Trends for 2019: The Hospitality/Food/Beverage Industry
Digital devices will be at the heart of many of the changes affecting the hospitality industry this year.
As 2019 dawns, prognosticators of all stripes are making their predictions about what they expect to see in the new year. For the restaurant industry, many of the trends we’ll see revolve around the use of technology to improve the guest experience, control costs and benefit the bottom line. Others revolve around new ways of serving guests, and the strong growth seen by one popular format in recent years is expected to continue.
Here are nine of the top trends restaurant operators expect to see in the next 12 months:
- Doing more with data – Operators are pulling data from all sorts of places, including their point-of-sale, accounting systems, digital menu boards and inventory and scheduling applications. The challenge becomes how to interpret that information to optimize operations. Developments in software and computing power are giving operators the analytical tools to gain business intelligence and boost profits.
- Increasing automation – Everything from order-taking to kitchen maintenance has become a candidate for automation. Research by ordering solutions provider Tillster found that 54 percent of restaurant customers expected to place an order via a kiosk in 2019, and that 60 percent of customers would visit a restaurant more often if self-order technology was available. On the other end of the spectrum, California burger chain Caliburger recently debuted Flippy, a $100,000 robot that flips burgers..

*WORK ITEM*. Quote the part of the hospitality trends article that opens with the words containing "Here are nine" and closes with "and boost profits.". The items that come after this aren't needed.

*ENTRIES SUPPLIED*.

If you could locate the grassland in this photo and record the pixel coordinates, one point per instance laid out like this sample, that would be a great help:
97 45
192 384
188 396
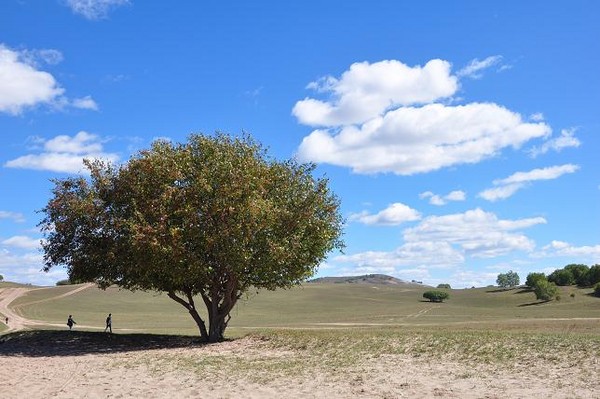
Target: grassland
318 340
318 306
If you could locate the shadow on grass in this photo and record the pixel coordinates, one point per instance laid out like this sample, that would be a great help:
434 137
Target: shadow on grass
38 343
524 291
533 303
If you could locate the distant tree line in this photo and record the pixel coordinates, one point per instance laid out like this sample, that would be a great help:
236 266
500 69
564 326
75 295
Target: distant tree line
546 287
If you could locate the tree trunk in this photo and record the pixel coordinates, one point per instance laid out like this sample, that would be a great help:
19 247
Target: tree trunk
190 306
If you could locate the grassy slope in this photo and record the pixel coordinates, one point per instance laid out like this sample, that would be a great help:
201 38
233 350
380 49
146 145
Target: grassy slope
318 305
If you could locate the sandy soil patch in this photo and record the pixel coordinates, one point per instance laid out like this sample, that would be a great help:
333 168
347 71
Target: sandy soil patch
252 368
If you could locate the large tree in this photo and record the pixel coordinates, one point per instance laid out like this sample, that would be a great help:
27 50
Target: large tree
210 218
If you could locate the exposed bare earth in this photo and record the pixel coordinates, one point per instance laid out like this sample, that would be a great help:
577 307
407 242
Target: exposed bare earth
91 365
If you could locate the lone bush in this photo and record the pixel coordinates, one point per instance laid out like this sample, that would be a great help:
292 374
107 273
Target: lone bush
545 290
436 296
533 278
597 290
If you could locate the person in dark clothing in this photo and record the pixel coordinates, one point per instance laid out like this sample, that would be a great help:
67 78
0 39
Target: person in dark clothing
108 323
70 322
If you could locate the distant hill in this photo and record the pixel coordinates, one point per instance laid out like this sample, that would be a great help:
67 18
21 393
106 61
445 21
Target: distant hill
377 279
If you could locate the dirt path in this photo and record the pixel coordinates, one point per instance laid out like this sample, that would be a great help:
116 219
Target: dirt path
15 320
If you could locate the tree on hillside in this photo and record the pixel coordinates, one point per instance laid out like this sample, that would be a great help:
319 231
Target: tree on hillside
593 275
580 274
562 277
436 296
213 217
508 279
533 278
545 290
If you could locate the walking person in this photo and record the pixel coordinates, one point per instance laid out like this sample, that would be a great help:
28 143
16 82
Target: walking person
108 323
70 322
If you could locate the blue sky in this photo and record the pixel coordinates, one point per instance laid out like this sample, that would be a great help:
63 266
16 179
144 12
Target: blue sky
461 137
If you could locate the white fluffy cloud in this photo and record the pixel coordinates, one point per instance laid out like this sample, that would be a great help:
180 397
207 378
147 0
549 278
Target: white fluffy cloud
386 117
64 154
366 91
435 199
565 140
15 216
395 214
556 248
26 268
22 85
447 241
411 140
94 9
474 69
86 102
477 233
510 185
23 242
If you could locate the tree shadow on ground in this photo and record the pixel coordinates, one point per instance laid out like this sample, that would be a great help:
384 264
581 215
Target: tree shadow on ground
498 290
38 343
533 303
524 291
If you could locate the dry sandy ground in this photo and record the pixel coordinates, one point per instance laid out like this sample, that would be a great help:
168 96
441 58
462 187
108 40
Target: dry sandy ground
233 370
252 368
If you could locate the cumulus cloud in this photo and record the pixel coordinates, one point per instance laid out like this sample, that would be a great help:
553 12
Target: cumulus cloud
64 154
424 254
22 242
25 267
15 216
23 85
477 233
86 102
474 69
411 140
565 140
95 9
367 90
395 214
510 185
447 242
435 199
390 117
560 248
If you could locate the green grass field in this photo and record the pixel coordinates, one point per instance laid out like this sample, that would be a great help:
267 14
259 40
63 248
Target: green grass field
327 306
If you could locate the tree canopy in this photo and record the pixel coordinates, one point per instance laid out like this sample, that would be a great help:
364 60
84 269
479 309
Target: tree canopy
436 296
213 217
508 279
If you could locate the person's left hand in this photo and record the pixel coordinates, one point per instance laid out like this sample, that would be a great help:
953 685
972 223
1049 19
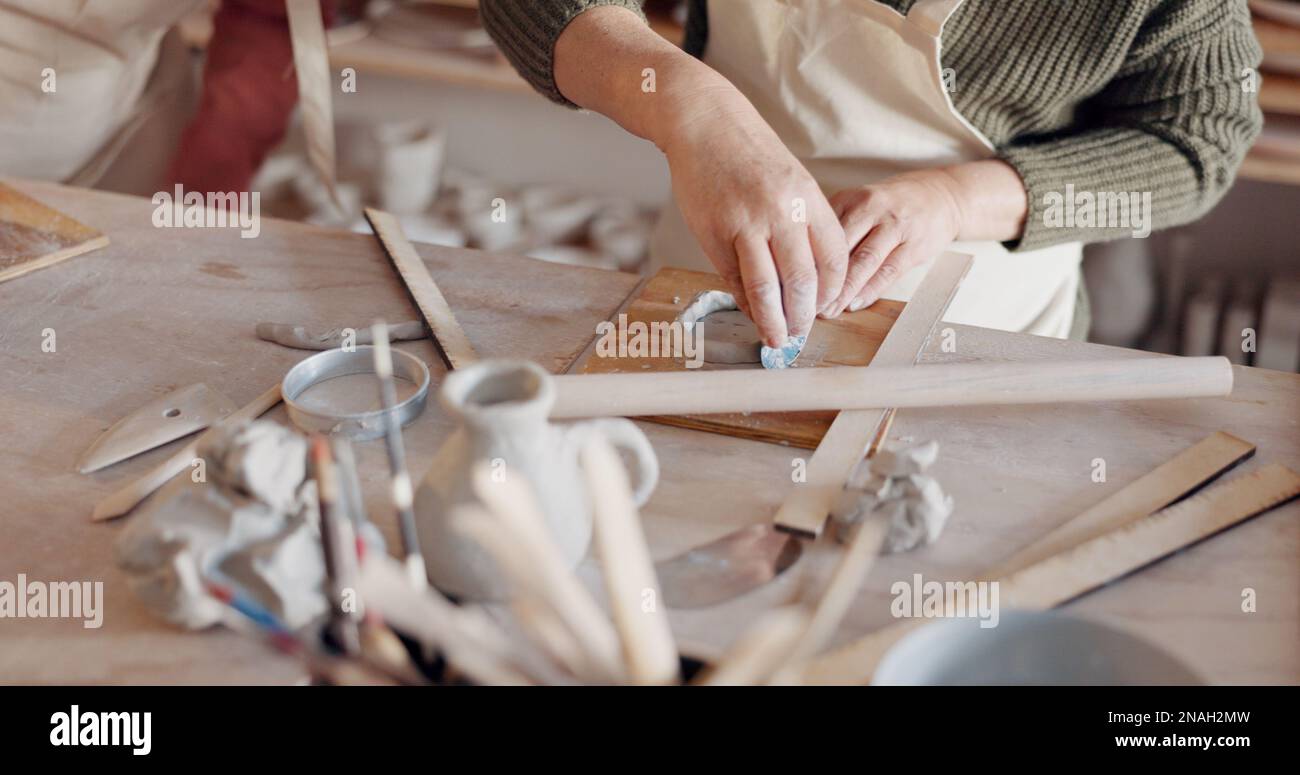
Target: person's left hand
893 226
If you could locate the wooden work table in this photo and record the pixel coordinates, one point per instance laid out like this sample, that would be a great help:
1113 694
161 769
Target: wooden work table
165 307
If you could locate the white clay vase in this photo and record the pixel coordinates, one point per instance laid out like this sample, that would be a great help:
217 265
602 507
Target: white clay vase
503 407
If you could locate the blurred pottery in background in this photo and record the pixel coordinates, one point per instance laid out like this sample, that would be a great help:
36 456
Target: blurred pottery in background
1027 648
503 407
408 167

*TASK OUTPUT*.
Here are nine of the top trends restaurant operators expect to see in the next 12 months:
- Doing more with data – Operators are pulling data from all sorts of places, including their point-of-sale, accounting systems, digital menu boards and inventory and scheduling applications. The challenge becomes how to interpret that information to optimize operations. Developments in software and computing power are giving operators the analytical tools to gain business intelligence and boost profits.